[Recorded data]

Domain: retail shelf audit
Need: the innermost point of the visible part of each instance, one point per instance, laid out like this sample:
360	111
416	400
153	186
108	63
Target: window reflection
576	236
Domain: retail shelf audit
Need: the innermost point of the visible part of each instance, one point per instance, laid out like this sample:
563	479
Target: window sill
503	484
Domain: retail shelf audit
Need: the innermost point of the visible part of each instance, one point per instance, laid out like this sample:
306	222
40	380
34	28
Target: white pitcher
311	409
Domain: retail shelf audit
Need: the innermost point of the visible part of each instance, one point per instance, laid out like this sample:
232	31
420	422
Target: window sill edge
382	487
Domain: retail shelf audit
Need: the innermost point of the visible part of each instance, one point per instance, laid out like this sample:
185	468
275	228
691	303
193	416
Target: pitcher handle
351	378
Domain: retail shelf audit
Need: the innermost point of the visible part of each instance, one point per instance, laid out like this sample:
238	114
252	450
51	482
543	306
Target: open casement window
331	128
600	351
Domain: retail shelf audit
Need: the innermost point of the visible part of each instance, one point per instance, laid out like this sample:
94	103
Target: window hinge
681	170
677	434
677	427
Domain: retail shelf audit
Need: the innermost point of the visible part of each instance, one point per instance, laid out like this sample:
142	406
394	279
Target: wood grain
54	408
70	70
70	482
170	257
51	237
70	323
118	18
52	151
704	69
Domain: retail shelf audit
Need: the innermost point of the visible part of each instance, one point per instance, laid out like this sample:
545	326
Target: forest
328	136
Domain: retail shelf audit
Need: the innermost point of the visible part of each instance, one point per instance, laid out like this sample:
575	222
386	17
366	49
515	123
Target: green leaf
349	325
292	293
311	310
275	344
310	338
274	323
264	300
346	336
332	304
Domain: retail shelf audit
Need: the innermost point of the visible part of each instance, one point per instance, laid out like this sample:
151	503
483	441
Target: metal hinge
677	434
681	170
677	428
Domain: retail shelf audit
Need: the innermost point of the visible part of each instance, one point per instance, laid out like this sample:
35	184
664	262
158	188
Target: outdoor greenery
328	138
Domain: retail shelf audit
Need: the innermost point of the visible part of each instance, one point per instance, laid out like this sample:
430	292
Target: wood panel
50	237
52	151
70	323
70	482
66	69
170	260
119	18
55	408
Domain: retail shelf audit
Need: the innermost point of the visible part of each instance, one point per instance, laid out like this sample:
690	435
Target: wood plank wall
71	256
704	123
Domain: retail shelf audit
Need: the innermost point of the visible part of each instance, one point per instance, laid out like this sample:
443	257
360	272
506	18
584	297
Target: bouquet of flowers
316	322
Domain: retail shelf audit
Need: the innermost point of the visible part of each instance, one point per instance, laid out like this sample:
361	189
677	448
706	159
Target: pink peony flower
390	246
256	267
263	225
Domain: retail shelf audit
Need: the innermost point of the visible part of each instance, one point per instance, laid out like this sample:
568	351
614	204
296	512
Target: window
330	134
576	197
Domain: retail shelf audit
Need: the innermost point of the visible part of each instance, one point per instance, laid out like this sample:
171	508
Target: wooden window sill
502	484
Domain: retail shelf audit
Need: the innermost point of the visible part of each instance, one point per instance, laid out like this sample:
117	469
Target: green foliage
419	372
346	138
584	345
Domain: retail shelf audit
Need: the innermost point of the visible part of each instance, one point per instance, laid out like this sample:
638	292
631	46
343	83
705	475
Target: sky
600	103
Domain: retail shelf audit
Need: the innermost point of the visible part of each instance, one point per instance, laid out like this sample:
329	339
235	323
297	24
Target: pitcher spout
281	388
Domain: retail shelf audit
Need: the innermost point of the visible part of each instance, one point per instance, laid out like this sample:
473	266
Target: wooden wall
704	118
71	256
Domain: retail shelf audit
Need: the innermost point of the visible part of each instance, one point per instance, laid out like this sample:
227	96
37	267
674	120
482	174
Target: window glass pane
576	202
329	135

### TASK STATEMENT
Exact output of every entry is required.

### RESULT OF THIS TASK
Domain: retail shelf audit
Need: the innermost point of the visible part of each instance, one point per instance, laid out like this sample:
360	111
416	400
153	186
108	63
Target: window reflection
576	236
Domain: retail shelf audit
Need: the innermost point of the visible part of each instance, one point per instance, laid out like this sample:
563	479
Target: window sill
503	484
Domain: retail shelf audit
Need: the innermost point of the visible part of each instance, one point per instance, laid out like this sample:
306	222
40	380
34	28
Target: white pitcher
311	409
Domain: retail shelf audit
Need: the innermost point of the visible part of each instance, one point per instance, laid out like this sample:
232	31
420	422
Target: window sill edge
382	487
Domain: retail shelf audit
Need: the innermost point of the visible part of each instance, one point per instance, laid out like this sample:
185	468
275	228
691	303
193	416
Target: pitcher handle
351	378
Domain: retail shelf audit
Need: the innermost point of the visible part of each instance, one point per instance, laid out like this sample:
238	114
252	450
51	482
543	306
Target: open casement window
331	128
600	351
Domain: retail shelf audit
Need: the innermost point of the visible part of each instance, one point per instance, laid out like this sample:
94	103
Target: window hinge
681	170
677	434
677	427
Domain: retail shelf audit
Need: the innermost point of the visible part of each instance, one point per instance, laid out like this sample:
142	406
394	279
Target: wood grain
54	408
70	70
70	482
170	257
51	237
70	323
118	18
52	151
704	69
Domain: retail shelf audit
Need: the innermost point of the visible part of each instance, one point per instance, laid out like this sample:
545	326
Target: forest
328	136
Domain: retail shelf audit
Need: the innermost point of the visible part of each instance, one point per instance, laid out like this sample:
575	222
386	17
366	49
515	123
Target: green leaf
349	325
292	293
311	310
275	344
310	338
274	323
264	300
346	336
332	304
Domain: retail shelf audit
Need: the innermost point of the visible part of each instance, one point per instance, laid out like this sample:
151	503
483	441
Target: metal hinge
677	434
681	170
677	428
Domain: retail shelf audit
Need: the innermost point of the visible part of each instance, one point per instance, laid out like this sample:
35	184
664	262
158	188
Target: outdoor greenery
328	138
Domain: retail shelf audit
Need: the innermost point of the visible part of each instance, one point per instance, laid out like this sample:
430	292
Target: wood panel
50	237
52	151
70	323
70	482
66	69
170	260
119	18
55	408
Domain: retail shelf audit
Need: the innermost point of the visible part of each instance, one point per instance, laid out like this sample:
690	435
Target: wood plank wall
71	256
704	123
Domain: retail shelf audit
Need: the innermost point of the visible part of each instance, one point per instance, laid out like this sample:
443	257
360	272
506	18
584	297
Target: bouquet of flowers
316	322
Domain: retail shelf audit
Need: the innermost point of the visible part of each instance, one point per instance, laid out like this sample:
361	189
677	448
706	159
Target: pink peony flower
390	246
256	267
263	225
Domain: retail shelf audit
Need: the innermost point of the visible part of each instance, one point per instance, laid out like this sample:
568	351
614	204
296	512
Target: window
330	134
576	197
Domain: retail shelf audit
Need: the innermost point of the visible part of each instance, one point per instance, laid out like this sample:
171	508
Target: wooden window sill
502	484
Domain: retail shelf audit
Need: the innermost point of the visible part of each instance, one point per instance, laid out like this sample:
117	469
Target: green foliage
419	372
346	138
584	345
Domain: retail shelf audit
Need: the innermost point of the visible part of each instance, one point per instance, laid out like this sample:
638	292
631	46
343	83
705	475
Target: sky
600	103
Domain: retail shelf audit
Need: the innermost point of the visible part of each instance, one point per instance, laid out like this sample:
329	339
235	323
297	24
Target: pitcher spout
281	388
Domain: retail shelf audit
Need: the innermost point of the visible part of each instance, one point per instance, laid out like this sample:
473	266
Target: wooden wall
704	118
71	256
Domain: retail shelf audit
Need: the innermost point of the visible part of each instance, one point per instance, laid out like this sample:
227	96
37	267
674	120
482	174
Target: window glass pane
576	202
329	135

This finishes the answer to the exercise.